[Start SELECTED EXCERPT]

Sunday, November 15, 2015

When comics keep it too real

We all love comics as a version of escapism from our day to day.  But there are times when you pick up a book, looking for an escape, and the writers keep it a little too real for you.  This is part 1 of 13 times when Keeping it real in comics messed with the idea that comics is just for kids.

1.      Galactus Hangs Foot in the Sphinx’s Sphincter ( Fantastic Four 212-213) Sphinx has always been one of my favorite characters in Marvel.  Introduced in Nova #8, the Sphinx transitioned to the Fantastic Four for better exposure. He was immortal and wanted to remove the Ka Stone so that he could die. Well after finding the solution to the immortality  problem, he decides to destroy the Earth instead.  Well Mr. Fantastic contacts Galactus to “Put down that Uppity Ninja”, and then Galactus can eat the planet Earth afterwards. Galactus accepts this deal and proceeds to earth. Meanwhile, The Sphinx recreates Ancient Egypt  as a reminder of its former glory. Galactus shows up, exchanges some words and the two go at it. The Sphinx gets a beating for the ages and is dispatched in less than 10 comic panels. The f’d up part is that instead of killing the Sphinx, Galactus puts him back in time to live his life  and defeat over again forever.

2.        Dr. Light  Sexually Assaults the Elongated Man’s Wife ( Identity Crisis  #2)



Dr. Light was always shown as a super powerful villain in the Teen Titan comics, but he was also very myopic in the execution phase.  I always equate him to the Monarch in the Venture Brothers series on the Cartoon Network. Well Identity Crisis changed my perception of him.  Somehow Dr. Light got in the Watchtower and the only person in the tower was Sue Dibny, The Elongated Man’s wife. Dr. Light takes advantage of her before the heroes arrive. The writer Brad Meltzer puts you into the choices the heroes have to make to stop Dr. Light and the Dark Knight. I’m reading the series again because it so good


3.      Norman Loves Gwen, Then Kills Her ( Sins of the Past  - Amazing Spider-Man 509 –514)

[End SELECTED EXCERPT]
[Start RAW DATA]

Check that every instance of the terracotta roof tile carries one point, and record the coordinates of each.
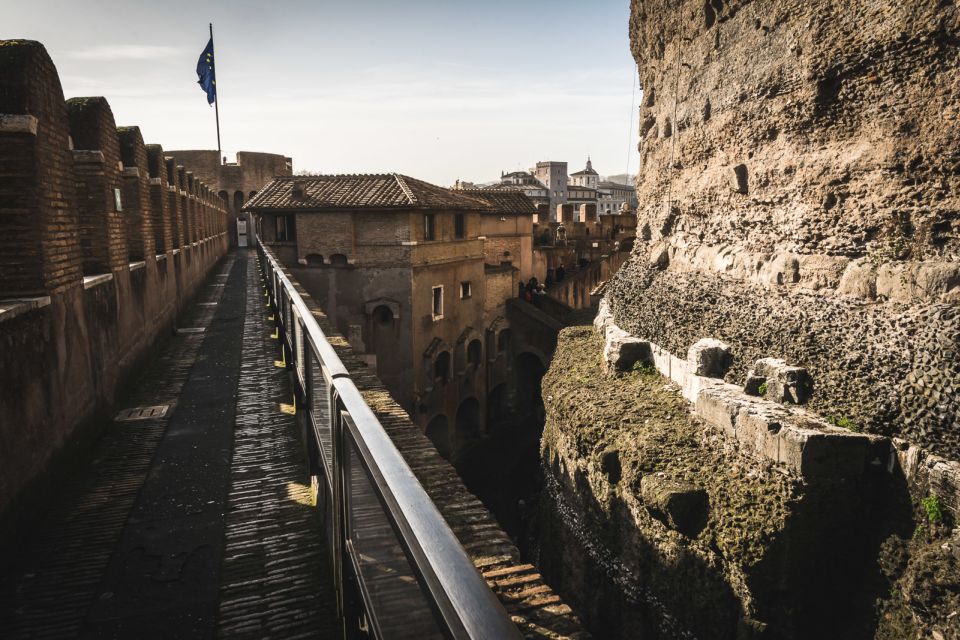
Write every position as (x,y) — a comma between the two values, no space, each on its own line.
(375,191)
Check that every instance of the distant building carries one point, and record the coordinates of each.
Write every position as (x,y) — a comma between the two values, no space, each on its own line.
(612,196)
(235,182)
(587,177)
(417,277)
(553,176)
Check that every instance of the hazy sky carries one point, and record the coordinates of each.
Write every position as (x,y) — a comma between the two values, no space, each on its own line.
(437,89)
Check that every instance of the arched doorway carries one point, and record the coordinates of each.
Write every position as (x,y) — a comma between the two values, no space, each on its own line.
(498,408)
(529,371)
(467,425)
(438,430)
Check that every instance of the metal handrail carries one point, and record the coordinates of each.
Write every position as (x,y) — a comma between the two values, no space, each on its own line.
(466,606)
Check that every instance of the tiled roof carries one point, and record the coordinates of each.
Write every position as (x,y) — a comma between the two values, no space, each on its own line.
(503,200)
(362,191)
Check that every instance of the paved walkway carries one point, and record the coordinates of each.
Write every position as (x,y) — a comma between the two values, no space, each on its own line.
(193,524)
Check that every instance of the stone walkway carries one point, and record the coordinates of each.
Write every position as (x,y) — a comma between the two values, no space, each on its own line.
(191,524)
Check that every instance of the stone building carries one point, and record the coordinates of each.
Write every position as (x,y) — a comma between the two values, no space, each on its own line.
(798,204)
(586,177)
(612,196)
(105,239)
(553,176)
(236,182)
(416,276)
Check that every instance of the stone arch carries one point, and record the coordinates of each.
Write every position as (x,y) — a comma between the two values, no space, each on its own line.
(441,367)
(475,353)
(438,430)
(467,426)
(530,369)
(498,406)
(504,338)
(382,316)
(30,87)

[End RAW DATA]

§ THE TASKS
**1.** From the comics post, list the headings of all the numbered entries, each with the issue reference given in parentheses.
**2.** According to the comics post, in which comic was the Sphinx introduced?
**3.** Reproduce word for word the passage of the comics post starting with "Sunday, November 15, 2015" and going on through "just for kids.".

§ TASK-BY-TASK OUTPUTS
**1.**
1. Galactus Hangs Foot in the Sphinx’s Sphincter (Fantastic Four 212-213)
2. Dr. Light Sexually Assaults the Elongated Man’s Wife (Identity Crisis #2)
3. Norman Loves Gwen, Then Kills Her (Sins of the Past - Amazing Spider-Man 509 –514)

**2.** Nova #8.

**3.**
Sunday, November 15, 2015

When comics keep it too real

We all love comics as a version of escapism from our day to day.  But there are times when you pick up a book, looking for an escape, and the writers keep it a little too real for you.  This is part 1 of 13 times when Keeping it real in comics messed with the idea that comics is just for kids.